> [TEXTE ÉTUDIÉ]:
____
Youssef Ben Derbal, membre du comité de bienfaisance et de secours au peuple palestinien a été le premier Français à être libéré. Lundi, lorsque les passagers sont arrivés sous escorte des commandos au port israélien d’Ashdot, ils pouvaient être expulsés immédiatement. Les six autres Français ont refusé leur expulsion. Youssef Ben Derbal, lui, a fait le choix de rentrer en France « pour témoigner ». Il est arrivé mardi matin à Roissy-Charles-de-Gaulle, les mains vides, sans avoir pu ramener aucun de ses bagages.

A son arrivée à l’aéroport, Youssef Ben Derbal, témoigne devant la presse: « dès le départ, les instructions ont été bien précises, aucune provocation de la part des pacifistes. […] sur le bateau sur lequel j’étais on a été calmes, […], il n’y a pas eu de gestes déplacés ».

« We are pacifist, not terrorist »
____
Entrées de données enregistrées
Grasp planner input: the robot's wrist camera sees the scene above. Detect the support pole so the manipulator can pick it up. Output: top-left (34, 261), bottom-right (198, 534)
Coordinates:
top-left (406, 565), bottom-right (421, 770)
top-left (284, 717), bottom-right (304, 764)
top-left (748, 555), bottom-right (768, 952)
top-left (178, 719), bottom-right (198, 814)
____
> [CONSIGNE DE TRAVAIL A]:
Condensez le paragraphe du texte sur Youssef Ben Derbal qui commence par « Youssef Ben Derbal, membre du comité ». Conservez ses faits essentiels.
> [CONSIGNE DE TRAVAIL B]:
Reproduisez à l'identique le passage du texte sur Youssef Ben Derbal allant de « Youssef Ben Derbal, membre » jusqu'à « de ses bagages. ».
Ces entrées forment un matériau à part, indépendant du texte.

> [RÉSULTAT ATTENDU A]:
Membre du comité de bienfaisance et de secours au peuple palestinien, Youssef Ben Derbal a été le premier Français libéré. Lundi, les passagers sont arrivés sous escorte des commandos au port israélien d'Ashdot et pouvaient être expulsés aussitôt. Les six autres Français ont refusé, mais lui a choisi de rentrer « pour témoigner ». Il a atterri mardi matin à Roissy-Charles-de-Gaulle, les mains vides, sans aucun de ses bagages.

> [RÉSULTAT ATTENDU B]:
Youssef Ben Derbal, membre du comité de bienfaisance et de secours au peuple palestinien a été le premier Français à être libéré. Lundi, lorsque les passagers sont arrivés sous escorte des commandos au port israélien d’Ashdot, ils pouvaient être expulsés immédiatement. Les six autres Français ont refusé leur expulsion. Youssef Ben Derbal, lui, a fait le choix de rentrer en France « pour témoigner ». Il est arrivé mardi matin à Roissy-Charles-de-Gaulle, les mains vides, sans avoir pu ramener aucun de ses bagages.